■ **DOCUMENT TEXT**:
[Start of Attachment]

And now, back to our regularly scheduled catastrophe. So what does the AIG takeover – not conservatorship, apparently – mean?
Let’s step back a second and understand the two risks the Feds have been trying to weigh in the balance.
On the one hand, if they allowed AIG to fail, that would not only be the largest corporate default in history, it would have global repercussions that nobody wanted to risk. Just to give one example: money-market funds are big owners of AIG debt. The money market industry is already in serious trouble because of Lehman. AIG would be at least an order of magnitude bigger hit.
On the other hand, if they ponied up money, that would be a signal to the rest of the banking system not to lend. After all, if you are a bank and are terrified of lending to another bank whose books may contain toxic debt, but you’re also terrified of the consequences of a major bank failure to yourself, now you know that the government will be there to lend when nobody else will. So why stick your neck out?
So the government opted for a mid-range solution, neither allowing AIG to fail nor simply giving them a loan. They gave them a loan, but it’s a loan that structurally subordinates all other debtholders and was made on the assumption that AIG will now proceed with asset dispositions as rapidly as possible in order to pay that loan back. And the government gets 80% of the company.

[End of Attachment]

■ **INSTRUCTIONS FOR THE TASK**:
Continue the commentary on the government's AIG takeover, starting after its final sentence about the government taking 80% of the company.

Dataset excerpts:
[Start of Attachment]

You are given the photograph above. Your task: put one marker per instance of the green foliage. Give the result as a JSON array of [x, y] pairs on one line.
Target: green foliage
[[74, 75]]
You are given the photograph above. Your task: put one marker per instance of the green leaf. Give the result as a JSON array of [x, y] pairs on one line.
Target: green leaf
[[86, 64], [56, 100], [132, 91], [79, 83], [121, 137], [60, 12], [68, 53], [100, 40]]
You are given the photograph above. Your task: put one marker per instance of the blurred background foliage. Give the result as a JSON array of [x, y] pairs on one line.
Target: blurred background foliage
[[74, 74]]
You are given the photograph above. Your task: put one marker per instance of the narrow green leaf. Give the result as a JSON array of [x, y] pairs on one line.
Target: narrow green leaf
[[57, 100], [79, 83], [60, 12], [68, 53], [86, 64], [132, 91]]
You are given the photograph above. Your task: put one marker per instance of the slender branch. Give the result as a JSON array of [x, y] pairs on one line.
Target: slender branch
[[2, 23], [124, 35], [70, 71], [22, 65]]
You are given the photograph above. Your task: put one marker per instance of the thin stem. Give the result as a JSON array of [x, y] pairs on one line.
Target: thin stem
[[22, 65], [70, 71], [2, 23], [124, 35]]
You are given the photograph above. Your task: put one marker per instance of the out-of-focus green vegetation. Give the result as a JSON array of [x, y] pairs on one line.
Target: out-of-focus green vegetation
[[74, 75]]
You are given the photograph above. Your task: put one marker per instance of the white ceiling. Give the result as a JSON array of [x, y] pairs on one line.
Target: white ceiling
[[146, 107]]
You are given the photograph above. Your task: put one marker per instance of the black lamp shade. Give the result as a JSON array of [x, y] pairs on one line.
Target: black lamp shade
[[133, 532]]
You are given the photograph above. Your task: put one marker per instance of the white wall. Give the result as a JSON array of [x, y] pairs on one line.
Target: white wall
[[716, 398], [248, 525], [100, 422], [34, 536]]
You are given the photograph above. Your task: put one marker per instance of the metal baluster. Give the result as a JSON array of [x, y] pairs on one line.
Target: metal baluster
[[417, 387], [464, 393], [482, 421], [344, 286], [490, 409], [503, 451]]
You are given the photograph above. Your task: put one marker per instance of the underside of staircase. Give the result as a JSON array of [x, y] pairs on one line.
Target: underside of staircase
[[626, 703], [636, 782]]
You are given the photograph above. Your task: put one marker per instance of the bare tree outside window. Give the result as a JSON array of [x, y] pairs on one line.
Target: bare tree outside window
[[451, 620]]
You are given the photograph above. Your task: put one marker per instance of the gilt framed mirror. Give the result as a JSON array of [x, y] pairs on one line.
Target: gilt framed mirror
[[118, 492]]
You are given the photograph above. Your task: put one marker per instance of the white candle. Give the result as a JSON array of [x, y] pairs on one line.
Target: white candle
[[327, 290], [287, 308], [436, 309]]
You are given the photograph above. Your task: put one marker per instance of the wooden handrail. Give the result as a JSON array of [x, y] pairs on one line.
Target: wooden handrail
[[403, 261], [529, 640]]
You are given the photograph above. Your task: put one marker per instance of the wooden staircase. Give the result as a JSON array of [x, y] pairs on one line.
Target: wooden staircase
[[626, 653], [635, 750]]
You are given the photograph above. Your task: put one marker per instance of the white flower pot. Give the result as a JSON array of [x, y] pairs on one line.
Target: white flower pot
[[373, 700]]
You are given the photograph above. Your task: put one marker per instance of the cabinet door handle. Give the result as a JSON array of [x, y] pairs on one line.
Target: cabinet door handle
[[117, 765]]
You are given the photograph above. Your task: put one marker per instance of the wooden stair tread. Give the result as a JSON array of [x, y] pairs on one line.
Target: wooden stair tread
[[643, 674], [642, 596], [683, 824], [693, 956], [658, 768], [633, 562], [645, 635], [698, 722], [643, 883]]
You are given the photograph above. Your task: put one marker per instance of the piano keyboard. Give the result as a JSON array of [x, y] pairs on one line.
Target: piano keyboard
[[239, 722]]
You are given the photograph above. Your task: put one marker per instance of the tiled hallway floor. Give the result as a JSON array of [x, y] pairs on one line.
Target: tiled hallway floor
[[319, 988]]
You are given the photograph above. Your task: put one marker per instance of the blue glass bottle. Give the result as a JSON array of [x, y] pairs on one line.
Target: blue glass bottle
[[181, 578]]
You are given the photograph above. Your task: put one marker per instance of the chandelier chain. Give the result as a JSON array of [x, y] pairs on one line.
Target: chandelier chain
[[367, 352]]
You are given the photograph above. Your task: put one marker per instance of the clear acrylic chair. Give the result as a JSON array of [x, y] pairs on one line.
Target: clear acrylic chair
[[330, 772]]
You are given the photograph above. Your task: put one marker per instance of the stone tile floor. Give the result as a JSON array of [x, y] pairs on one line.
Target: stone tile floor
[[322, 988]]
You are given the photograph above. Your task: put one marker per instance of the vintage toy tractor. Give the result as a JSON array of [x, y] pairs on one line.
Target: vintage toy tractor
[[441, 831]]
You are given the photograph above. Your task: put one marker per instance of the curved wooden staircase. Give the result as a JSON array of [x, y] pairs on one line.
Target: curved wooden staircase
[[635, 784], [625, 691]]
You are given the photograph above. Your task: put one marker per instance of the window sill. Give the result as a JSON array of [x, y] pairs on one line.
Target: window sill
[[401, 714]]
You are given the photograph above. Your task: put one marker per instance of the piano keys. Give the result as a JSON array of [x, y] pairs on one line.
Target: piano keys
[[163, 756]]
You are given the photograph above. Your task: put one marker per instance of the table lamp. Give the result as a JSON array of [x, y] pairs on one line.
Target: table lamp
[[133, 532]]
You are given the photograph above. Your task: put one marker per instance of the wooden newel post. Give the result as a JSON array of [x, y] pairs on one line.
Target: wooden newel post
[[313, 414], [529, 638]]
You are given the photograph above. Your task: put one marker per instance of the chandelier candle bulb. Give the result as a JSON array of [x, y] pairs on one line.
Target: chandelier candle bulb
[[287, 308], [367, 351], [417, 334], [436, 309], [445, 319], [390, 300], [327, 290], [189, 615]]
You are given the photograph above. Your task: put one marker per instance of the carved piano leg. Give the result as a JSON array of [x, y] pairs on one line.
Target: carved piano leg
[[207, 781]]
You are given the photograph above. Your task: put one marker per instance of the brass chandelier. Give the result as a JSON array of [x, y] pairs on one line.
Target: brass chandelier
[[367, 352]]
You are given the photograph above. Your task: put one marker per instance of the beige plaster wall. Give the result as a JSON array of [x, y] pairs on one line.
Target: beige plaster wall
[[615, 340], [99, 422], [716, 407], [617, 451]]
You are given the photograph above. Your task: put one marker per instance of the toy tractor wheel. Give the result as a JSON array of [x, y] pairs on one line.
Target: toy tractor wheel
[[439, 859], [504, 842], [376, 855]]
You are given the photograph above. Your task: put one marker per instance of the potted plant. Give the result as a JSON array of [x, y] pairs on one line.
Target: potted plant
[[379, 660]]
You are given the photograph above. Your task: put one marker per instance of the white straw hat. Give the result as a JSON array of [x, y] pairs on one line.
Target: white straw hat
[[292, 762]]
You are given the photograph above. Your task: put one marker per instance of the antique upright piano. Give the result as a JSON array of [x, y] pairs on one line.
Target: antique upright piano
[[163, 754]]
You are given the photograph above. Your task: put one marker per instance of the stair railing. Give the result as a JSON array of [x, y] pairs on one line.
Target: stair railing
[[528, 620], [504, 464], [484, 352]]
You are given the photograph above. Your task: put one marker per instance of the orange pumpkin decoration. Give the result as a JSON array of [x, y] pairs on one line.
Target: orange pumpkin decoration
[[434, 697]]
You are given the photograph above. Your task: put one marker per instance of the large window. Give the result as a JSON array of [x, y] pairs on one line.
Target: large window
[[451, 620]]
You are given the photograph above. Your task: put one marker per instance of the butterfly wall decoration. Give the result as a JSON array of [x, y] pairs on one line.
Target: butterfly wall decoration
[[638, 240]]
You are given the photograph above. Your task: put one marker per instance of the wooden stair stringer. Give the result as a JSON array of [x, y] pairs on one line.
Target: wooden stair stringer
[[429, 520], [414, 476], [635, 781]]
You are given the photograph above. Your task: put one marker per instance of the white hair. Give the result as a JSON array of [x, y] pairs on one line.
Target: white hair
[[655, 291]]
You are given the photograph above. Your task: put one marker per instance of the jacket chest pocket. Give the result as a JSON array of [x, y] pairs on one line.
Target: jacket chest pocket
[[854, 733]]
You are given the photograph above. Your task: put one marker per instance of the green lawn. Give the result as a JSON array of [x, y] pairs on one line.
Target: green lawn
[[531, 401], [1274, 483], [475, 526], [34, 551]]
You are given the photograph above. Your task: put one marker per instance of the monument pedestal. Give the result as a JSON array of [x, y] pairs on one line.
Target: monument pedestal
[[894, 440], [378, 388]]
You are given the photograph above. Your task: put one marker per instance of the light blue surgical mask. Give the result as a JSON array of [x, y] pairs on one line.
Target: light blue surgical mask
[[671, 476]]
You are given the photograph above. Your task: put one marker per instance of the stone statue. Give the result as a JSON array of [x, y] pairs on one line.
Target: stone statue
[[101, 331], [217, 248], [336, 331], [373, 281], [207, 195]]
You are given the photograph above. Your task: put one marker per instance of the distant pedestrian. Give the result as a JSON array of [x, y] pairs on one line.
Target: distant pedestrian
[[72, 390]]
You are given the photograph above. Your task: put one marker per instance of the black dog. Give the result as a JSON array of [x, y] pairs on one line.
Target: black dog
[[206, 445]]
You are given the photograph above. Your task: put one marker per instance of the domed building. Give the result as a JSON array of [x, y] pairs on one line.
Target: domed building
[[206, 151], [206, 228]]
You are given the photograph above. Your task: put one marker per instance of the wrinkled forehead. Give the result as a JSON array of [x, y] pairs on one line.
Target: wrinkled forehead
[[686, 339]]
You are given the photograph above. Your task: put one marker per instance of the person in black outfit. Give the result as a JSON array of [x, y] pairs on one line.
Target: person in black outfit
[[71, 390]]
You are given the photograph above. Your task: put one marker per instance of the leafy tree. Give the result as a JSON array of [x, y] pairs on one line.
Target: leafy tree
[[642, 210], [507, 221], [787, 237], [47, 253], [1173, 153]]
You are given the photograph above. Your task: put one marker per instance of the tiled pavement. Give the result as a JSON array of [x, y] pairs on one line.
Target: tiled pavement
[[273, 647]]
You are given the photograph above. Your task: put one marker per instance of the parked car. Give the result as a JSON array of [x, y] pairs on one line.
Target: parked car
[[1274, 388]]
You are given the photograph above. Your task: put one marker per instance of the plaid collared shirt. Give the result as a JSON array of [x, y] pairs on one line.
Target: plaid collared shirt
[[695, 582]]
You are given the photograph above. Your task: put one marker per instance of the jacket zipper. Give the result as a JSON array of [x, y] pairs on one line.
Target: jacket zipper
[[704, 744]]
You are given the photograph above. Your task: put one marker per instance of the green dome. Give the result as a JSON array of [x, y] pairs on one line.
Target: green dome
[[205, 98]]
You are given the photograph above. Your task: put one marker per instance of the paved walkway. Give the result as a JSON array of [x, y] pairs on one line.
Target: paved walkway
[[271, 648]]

[End of Attachment]

■ **TASK RESULT**:
There are three possible outcomes from here with AIG.
Best case, the asset sales proceed in a timely fashion, the loan is repaid, and AIG gets back on its feet. In that case, the government will make a tidy profit on its equity stake and everyone will breathe a sigh of relief.
Mid case, the asset sales go poorly, but they go. The loan is repaid, but the remainder of the company is still unhealthy. Unsecured AIG bonds are still trading below 50 cents on the dollar; the market still thinks there’s a very good chance the company ultimately fails, and bondholders don’t get back their whole principal. In this case, the government gets back its loan, and the pain in the market isn’t as bad as it would have been if AIG had failed today, but much of that pain is just deferred rather than avoided.
Worst case, the asset sales don’t happen, and the government takes over a bankrupt AIG instead of getting back its money. This is unlikely, as AIG’s operating subsidiaries in its traditional insurance businesses are generally considered to be quite healthy. But if the macro environment really takes a leg down, this case could materialize.
But before any of the above happen, we are already seeing the negative consequences of the bailout for bank lending: it has stopped. LIBOR – the rate at which banks lend to each other overnight – has gone through the roof. Expectations are growing that Morgan Stanley will need to be sold (as of this morning, we were talking about HSBC; now we’re talking about merging with Wachovia, which isn’t too healthy itself) and even teflon-coated Goldman Sachs is not immune.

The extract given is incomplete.